## start

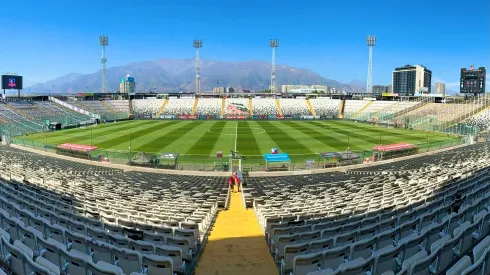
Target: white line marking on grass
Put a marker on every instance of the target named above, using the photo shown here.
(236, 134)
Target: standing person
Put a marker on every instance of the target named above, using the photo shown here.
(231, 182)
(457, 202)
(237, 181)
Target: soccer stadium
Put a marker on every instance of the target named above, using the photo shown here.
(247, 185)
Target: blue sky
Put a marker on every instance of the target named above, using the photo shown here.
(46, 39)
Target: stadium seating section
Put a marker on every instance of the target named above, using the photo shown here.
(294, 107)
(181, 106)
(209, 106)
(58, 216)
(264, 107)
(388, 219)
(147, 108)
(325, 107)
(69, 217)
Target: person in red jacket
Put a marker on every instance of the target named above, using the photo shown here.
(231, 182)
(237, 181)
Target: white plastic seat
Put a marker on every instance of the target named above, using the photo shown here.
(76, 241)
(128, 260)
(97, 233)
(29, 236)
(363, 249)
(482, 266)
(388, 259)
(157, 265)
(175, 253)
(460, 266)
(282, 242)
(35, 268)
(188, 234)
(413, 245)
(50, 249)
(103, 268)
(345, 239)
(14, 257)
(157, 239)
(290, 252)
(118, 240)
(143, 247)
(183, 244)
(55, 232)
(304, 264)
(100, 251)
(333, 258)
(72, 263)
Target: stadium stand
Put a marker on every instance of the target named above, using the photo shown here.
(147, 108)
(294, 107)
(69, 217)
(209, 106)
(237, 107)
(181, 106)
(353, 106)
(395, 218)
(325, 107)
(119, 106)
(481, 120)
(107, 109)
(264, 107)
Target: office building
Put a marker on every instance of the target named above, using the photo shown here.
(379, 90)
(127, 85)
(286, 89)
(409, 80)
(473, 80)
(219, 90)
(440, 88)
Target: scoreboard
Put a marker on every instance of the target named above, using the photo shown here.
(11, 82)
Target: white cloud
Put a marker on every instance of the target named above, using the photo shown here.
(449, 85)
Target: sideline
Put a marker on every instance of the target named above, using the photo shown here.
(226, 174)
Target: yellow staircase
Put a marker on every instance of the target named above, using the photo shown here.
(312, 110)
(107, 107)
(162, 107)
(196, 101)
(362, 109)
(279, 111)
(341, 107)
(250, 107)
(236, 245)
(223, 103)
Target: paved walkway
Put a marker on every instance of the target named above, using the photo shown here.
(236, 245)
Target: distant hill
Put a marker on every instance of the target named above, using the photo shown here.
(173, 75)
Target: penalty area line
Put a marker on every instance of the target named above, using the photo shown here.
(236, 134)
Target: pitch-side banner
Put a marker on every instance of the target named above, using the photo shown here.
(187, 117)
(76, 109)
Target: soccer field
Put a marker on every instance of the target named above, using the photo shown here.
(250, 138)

## end
## start

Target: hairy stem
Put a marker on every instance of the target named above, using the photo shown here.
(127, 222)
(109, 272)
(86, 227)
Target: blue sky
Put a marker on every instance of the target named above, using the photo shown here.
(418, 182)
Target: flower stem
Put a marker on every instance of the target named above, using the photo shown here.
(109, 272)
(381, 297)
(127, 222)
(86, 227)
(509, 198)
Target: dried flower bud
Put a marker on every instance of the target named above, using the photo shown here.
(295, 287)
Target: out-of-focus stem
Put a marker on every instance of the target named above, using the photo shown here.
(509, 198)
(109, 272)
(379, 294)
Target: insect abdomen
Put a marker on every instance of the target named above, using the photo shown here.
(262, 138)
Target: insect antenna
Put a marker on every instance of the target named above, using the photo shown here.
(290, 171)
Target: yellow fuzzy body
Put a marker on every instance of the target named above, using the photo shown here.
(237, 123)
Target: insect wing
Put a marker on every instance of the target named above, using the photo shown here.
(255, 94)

## end

▸ What needs to be done
Find every line in the records above that contains the string "insect" and copy each of those lines. Matching is case-sensitive.

▸ The output
Target: insect abdomen
Target: insect antenna
Target: insect wing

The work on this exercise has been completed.